Metinden alıntı
════════════════
İsa, “Ben iyi çobanım” dedi (Yu. 10:11, 14). Mektupların yazarları da İsa’nın koyunların Büyük Çobanı (İbr. 13:20) ve Baş Çoban (1Pe. 5:4) olduğunu yazdılar. Çoban dediğimizde yaptığı iş olarak ‘güden kişi’ aklımıza gelir. Elç. 20:28’den kilise liderinin görevlerinden birinin koyunları gütmek olduğunu anlarız: “Rab’bin kendi kanı pahasına sahip olduğu kiliseyi gütmek üzere atandınız.”
Tanrı halkının çobanı olmak ne anlama gelir? Timothy Laniak, çalışmaları hakkında bilgi edinmek için Orta Doğulu çobanlarla zaman geçirdi. Kilise çobanlığını anlamamıza yardım eden izlenimler paylaştı.1 Çobanın gözü koyunundadır. Koyununu korur, güder ve besler. Sürünün durumu ve gelişimi önemli ölçüde çobanın becerisine ve kayırmasına bağlıdır. Çoban dinlenmenin ve beslemenin dengesinin önemini bilir. Otlak bulmak için sürüyü yeni yerlere götürür. Koyunlar ürkektir ve kendilerini koruyamazlar, bu nedenle çoban onları vahşi hayvanlardan korumalı ve güvende tutmalıdır. Etkili bir çoban olmak yaratıcılık, beceri ve cesaret ister. İyi çoban kendini veya ne kadar başarılı göründüğünü değil, koyunlarını kayırmasını önemser.
Çobanlık, pastörlük, gözetmenlik tanımını şöyle yapabiliriz: Tanrı Sözü’nün ve duanın bir pastörün varlığı aracılığıyla hizmeti. Bu hizmet Ruh tarafından güçlendirilir ve kişinin içinde bulunduğu durumun ihtiyaçlarına uygun bilgece ve yararlı yollarla sunulur. Pastör, kendi zayıflığının da bilincinde olarak, halkı uğruna zorlukları çekmeye gönüllü adanmış bir aracıdır.
════════════════
Veri bölümü

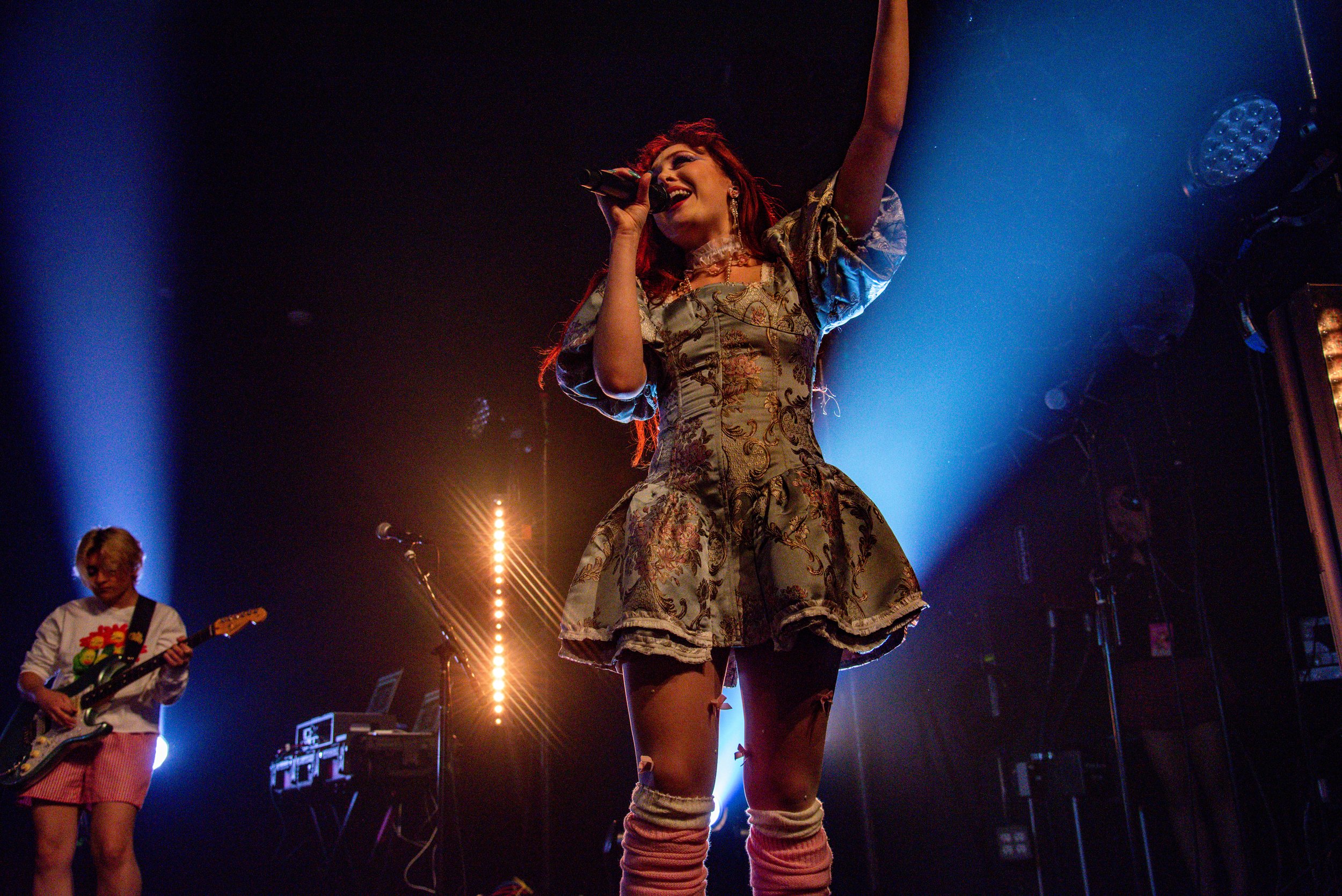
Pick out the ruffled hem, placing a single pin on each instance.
(860, 640)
════════════════
Alıştırma A
Çobanlık hakkındaki metinden "Tanrı halkının çobanı" ile "koyunlarını kayırmasını önemser." arasındaki bölümü, bu ifadeler de dahil olmak üzere aynen aktarın.
Alıştırma B
Aşağıdaki ifadelerin çobanlık hakkındaki metinle uyuşup uyuşmadığını evet ya da hayır diye belirtin ve her birinde kararı veren sözleri metinden aynen alıntılayın. (i) Koyunlar kendilerini koruyabilir. (ii) Timothy Laniak, Orta Doğulu çobanlarla zaman geçirdi. (iii) İyi çoban en çok ne kadar başarılı göründüğünü önemser.
Alıştırma C
Lütfen çobanlık hakkındaki metni, son cümlesinden sonra kaldığı yerden devam ettirin.

Yazılı cevap A
Tanrı halkının çobanı olmak ne anlama gelir? Timothy Laniak, çalışmaları hakkında bilgi edinmek için Orta Doğulu çobanlarla zaman geçirdi. Kilise çobanlığını anlamamıza yardım eden izlenimler paylaştı.1 Çobanın gözü koyunundadır. Koyununu korur, güder ve besler. Sürünün durumu ve gelişimi önemli ölçüde çobanın becerisine ve kayırmasına bağlıdır. Çoban dinlenmenin ve beslemenin dengesinin önemini bilir. Otlak bulmak için sürüyü yeni yerlere götürür. Koyunlar ürkektir ve kendilerini koruyamazlar, bu nedenle çoban onları vahşi hayvanlardan korumalı ve güvende tutmalıdır. Etkili bir çoban olmak yaratıcılık, beceri ve cesaret ister. İyi çoban kendini veya ne kadar başarılı göründüğünü değil, koyunlarını kayırmasını önemser.

Yazılı cevap B
(i) Hayır: "Koyunlar ürkektir ve kendilerini koruyamazlar"
(ii) Evet: "Timothy Laniak, çalışmaları hakkında bilgi edinmek için Orta Doğulu çobanlarla zaman geçirdi."
(iii) Hayır: "İyi çoban kendini veya ne kadar başarılı göründüğünü değil, koyunlarını kayırmasını önemser."

Yazılı cevap C
Söz ve Dua Hizmeti
Pastörün gözetmenliğindeki Söz paylaşımının ve duanın önemini ne kadar vurgulasak azdır. Bunlar hizmetin temelidir. Eski Antlaşma hizmetkârları, kâhinler ve peygamberler Söz’ün hizmetkârlarıydı. Hem kâhinler hem de peygamberlerden Tanrı’nın sözünü Tanrı halkına iletmeleri beklenmekteydi ki Tanrı’nın halkı belli başlı durumlarda doğru davranabilsinler (Yas. 18:14-20; Yer. 23:27-29; Mal. 2:6-7). Duruma göre bu söz bir teşvik sözü veya uyarı sözü olurdu. Tanrı halkının iman ve anlayışta gelişmesine yardımcı bir söz de olabilirdi. Kimi zaman da onlara izledikleri yolun yıkıma götüreceğini gösterirdi (örn., Mez. 139:23-24; Mik. 3:8; Yer. 1:10; Mez. 19:7-11; 119).
Peygamber Samuel, Tanrı halkı için dua etmeyi bırakmasının kendi açısından günah olacağını söylemişti (1Sa. 12:23). Elçiler, dulların yiyecek ihtiyaçlarını karşılamakla meşgul olmaktan duaya öncelik vermelerini gerektiğini fark etmişlerdi (Elç. 6:4; sıralamada duaya Söz’ü paylaşma hizmetinden önce yer verilmesi dikkat çekicidir). Pavlus’un hizmeti Tanrı’nın Sözü’nü paylaşmaya odaklıydı ve diğerlerini de aynı odağa sahip olmaları konusunda eğitiyordu (2Ti. 4:1-8; bkz. 2:15; 3:16-17; krş. Elç. 20:17-32). Pavlus topluluğu için düzenli dua ederek örnek olmuştu. Duaları imanlıların gelişimi ve olgunluğu ve Müjde’yi anlamaları üzerine odaklıydı: Baba Tanrı ile Oğul Tanrı İsa Mesih’in eylemi ve karakteri (krş. örn., Ef. 1:15-22; 3:14-21; Flp. 1:9-11; Kol. 1:9-12).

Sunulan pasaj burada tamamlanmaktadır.